La Chanteuse, Background : Une Histoire de Sexe

Je vais redevenir cette ombre qu’a fusionné avec la tienne quand tu me faisais l’amour, pénétrer cette dimension où tu te planques, celle où tu es le Roi, marcher dans les ténèbres, écraser les os, piétiner les autres damnés, défier tes cerbères et tous ceux qui oseront se mettre en travers de mon chemin.

Genre : Érotique

Genèse de la nouvelle La Chanteuse, par Zoë Hababou

Le Pitch

Une chanteuse en quête d'inspiration, recluse en plein désert, voit un jour le Diable se présenter à elle. Après l'avoir séduite et rendue folle amoureuse, il l'abandonne. Son amour se transforme alors peu à peu en torture.

La Genèse

L’idée de base de cette nouvelle, c’était de parvenir à transcrire les émotions suscitées par une chanson. Enfin, deux en fait. Un exercice tout ce qu’y a de personnel, en somme, mais qui se prêtait admirablement aux Chants du Désert, vous allez piger pourquoi.

Avant d’aller plus loin, voici ces deux fameux morceaux de PJ Harvey :

 

THE DANCER

 

SEND HIS LOVE TO ME

 

Transcrire la musique en mots

Ces chansons font partie d’un même album, et j’ignore si c’est une volonté de PJ Harvey, mais selon moi, elles se suivent et content la même histoire, à savoir, la rencontre de la chanteuse avec un homme charismatique, puis sa solitude et sa chute dans la folie quand cet homme s’en va.

Beaucoup d’éléments de ces chansons se trouvent dans la nouvelle, je m’en suis servis comme piliers et comme repères tout le long de la rédaction. Mon but était de parvenir à faire éprouver au lecteur ce que moi j’éprouve à l’écoute de ces musiques. Je saurai jamais si j’ai réussi, bien sûr, mais il me semble qu’il est toujours bon d’avoir une vraie ligne directrice lorsqu’on écrit. Je ne parle pas de plan, mais de volonté. S’attaquer à une émotion qu’on veut déterrer, sublimer, mettre en scène, creuser jusqu’à l’os, en gros donc, atteindre la substantifique moelle d’un sentiment humain.

Dans La Chanteuse, il y en a plusieurs : la rencontre avec son idéal, le désir sexuel insensé, la douleur de l’abandon, du manque et du deuil, et enfin, la chute dans la démence et la marche vers le suicide.

Au début, je tâtonnais avec ce personnage. Je me demandais laquelle des autres figures des Chants pourrait avoir été l’amant de la Chanteuse. Le Poète, le Sorcier peut-être ? Et puis, j’ai eu une révélation.

Le Diable.

Qui d’autre que lui aurait pu tourner la tête de cette pauvre fille à ce point ? Et puis, tout coïncidait parfaitement ! Puisque toute cette série s’articule autour du thème de la passion destructrice entraînant la perdition, le Diable était le candidat idéal pour mener la Chanteuse au point de rupture…

Et j’ai su que cette nouvelle serait du genre ÉROTIQUE.

# Matériel fourni:
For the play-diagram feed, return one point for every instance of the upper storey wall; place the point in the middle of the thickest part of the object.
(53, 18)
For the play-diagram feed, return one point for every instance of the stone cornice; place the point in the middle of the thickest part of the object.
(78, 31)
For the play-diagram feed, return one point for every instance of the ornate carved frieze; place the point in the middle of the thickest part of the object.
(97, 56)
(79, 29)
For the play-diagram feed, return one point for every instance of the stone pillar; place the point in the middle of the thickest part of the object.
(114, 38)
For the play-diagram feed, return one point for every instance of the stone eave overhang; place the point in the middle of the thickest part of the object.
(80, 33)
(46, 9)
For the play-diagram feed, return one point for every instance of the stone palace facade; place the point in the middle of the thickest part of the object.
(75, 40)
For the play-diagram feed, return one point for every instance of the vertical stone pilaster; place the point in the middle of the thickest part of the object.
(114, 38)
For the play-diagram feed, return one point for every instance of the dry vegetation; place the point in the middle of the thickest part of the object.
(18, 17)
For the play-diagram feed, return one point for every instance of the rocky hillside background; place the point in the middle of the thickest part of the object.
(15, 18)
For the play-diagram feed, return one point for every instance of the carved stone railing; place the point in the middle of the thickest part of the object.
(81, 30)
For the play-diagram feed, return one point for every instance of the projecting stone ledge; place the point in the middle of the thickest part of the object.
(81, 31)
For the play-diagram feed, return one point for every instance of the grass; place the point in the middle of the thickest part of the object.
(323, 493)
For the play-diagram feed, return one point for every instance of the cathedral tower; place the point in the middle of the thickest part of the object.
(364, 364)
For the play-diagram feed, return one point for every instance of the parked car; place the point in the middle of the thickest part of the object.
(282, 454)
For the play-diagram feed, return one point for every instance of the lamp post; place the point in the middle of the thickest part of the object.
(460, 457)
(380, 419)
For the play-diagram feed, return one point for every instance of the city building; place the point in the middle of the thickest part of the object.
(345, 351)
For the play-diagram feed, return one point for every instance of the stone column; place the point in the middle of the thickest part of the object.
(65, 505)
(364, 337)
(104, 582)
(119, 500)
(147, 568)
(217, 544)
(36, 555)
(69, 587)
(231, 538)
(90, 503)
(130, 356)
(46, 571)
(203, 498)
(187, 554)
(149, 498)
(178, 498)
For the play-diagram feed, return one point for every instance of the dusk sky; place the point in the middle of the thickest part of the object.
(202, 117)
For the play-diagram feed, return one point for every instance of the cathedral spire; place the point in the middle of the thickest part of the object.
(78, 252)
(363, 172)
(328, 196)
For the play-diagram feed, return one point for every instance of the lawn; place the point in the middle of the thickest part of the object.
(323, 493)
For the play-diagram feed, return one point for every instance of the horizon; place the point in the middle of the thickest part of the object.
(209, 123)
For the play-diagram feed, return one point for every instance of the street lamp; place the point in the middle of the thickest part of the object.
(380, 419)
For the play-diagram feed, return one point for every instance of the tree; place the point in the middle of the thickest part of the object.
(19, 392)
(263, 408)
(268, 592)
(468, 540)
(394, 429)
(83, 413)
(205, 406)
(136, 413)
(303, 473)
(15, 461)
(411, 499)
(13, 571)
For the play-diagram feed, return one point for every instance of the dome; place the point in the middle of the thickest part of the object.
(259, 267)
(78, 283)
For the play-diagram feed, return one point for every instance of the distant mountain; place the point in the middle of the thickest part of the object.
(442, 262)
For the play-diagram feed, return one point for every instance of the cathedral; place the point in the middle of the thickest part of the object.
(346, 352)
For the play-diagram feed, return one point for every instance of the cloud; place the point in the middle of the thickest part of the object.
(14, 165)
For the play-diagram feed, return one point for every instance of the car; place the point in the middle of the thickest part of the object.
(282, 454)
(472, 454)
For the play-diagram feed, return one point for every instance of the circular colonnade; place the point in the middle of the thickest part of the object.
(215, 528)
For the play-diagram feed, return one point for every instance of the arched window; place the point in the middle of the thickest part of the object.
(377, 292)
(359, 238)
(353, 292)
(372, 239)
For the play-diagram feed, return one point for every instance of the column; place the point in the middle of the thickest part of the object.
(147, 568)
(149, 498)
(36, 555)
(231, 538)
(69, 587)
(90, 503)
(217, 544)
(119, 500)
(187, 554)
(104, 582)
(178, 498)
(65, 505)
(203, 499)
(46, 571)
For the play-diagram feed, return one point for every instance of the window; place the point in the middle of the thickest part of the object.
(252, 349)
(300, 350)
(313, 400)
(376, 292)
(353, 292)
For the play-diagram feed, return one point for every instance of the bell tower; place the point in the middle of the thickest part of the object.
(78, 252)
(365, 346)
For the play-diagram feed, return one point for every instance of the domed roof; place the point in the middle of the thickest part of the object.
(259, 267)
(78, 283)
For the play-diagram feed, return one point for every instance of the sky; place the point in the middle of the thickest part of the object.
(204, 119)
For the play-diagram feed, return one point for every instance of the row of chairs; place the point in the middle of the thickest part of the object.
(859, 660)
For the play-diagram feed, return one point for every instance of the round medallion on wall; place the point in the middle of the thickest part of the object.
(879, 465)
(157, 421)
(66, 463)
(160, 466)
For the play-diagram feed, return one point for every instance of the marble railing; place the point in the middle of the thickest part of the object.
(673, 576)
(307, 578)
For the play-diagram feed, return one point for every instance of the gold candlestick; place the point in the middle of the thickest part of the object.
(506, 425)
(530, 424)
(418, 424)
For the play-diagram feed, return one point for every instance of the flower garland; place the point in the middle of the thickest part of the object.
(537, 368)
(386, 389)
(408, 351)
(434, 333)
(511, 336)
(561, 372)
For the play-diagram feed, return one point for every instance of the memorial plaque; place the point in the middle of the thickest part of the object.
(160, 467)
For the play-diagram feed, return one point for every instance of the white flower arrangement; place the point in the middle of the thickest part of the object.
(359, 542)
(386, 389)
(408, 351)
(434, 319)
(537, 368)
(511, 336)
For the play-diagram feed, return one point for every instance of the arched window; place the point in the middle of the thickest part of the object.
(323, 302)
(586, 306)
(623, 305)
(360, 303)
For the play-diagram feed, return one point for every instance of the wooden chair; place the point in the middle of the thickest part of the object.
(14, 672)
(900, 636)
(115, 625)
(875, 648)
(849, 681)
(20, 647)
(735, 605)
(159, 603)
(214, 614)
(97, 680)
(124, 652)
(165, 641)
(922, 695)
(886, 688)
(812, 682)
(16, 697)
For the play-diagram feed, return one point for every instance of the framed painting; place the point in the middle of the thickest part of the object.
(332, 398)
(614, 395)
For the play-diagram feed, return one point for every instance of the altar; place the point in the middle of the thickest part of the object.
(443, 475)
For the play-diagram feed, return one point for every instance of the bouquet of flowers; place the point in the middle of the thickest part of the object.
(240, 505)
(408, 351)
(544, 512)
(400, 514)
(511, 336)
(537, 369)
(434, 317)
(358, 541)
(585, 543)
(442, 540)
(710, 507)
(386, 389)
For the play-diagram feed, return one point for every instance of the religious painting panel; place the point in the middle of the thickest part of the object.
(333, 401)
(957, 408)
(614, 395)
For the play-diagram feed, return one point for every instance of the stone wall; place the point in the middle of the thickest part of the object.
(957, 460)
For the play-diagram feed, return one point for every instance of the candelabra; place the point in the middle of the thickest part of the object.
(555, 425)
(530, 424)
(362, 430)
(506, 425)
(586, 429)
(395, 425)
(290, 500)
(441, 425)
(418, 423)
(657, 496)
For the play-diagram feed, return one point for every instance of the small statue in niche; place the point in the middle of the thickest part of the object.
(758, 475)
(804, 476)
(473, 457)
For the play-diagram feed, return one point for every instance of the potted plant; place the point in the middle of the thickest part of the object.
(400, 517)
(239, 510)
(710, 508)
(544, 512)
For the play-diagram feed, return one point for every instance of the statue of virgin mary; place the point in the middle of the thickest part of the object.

# Consignes:
1. Traduisez en anglais cette phrase du texte sélectionné : « Une chanteuse en quête d'inspiration, recluse en plein désert, voit un jour le Diable se présenter à elle. »
2. Reprenez le texte sur la genèse de la nouvelle La Chanteuse à la suite de sa dernière phrase.

# Réponses dans l'ordre:
1. A singer in search of inspiration, secluded in the middle of the desert, one day sees the Devil appear before her.

2.
Du sexe !

En tant qu’écrivain, c’est bien sûr un plaisir énorme de se colleter à la représentation de Satan comme amant badass ultime, fantasme ambulant, Dieu du Sexe, j’en passe et des meilleures ! Ouais, parfois, on écrit avant tout pour se faire plaisir à soi, et je peux vous dire que… j’en ai éprouvé, du plaisir, à écrire ce truc, même si l’exercice m’a fait suer pendant une semaine entière ! C’est loin d’être évident, d’écrire des scènes de cul sans tomber dans les clichés du genre, et pour être parfaitement honnête je sais très bien que je les ai pas tous évités. D’un autre côté, nos fantasmes et notre imaginaire fonctionnent pratiquement selon les mêmes règles. Z’avez qu’à cuisiner les meufs de votre entourage ou tout simplement regarder en vous-mêmes : personne ne fantasme sur un banquier bien propre sur lui affligé de calvitie. Navrée.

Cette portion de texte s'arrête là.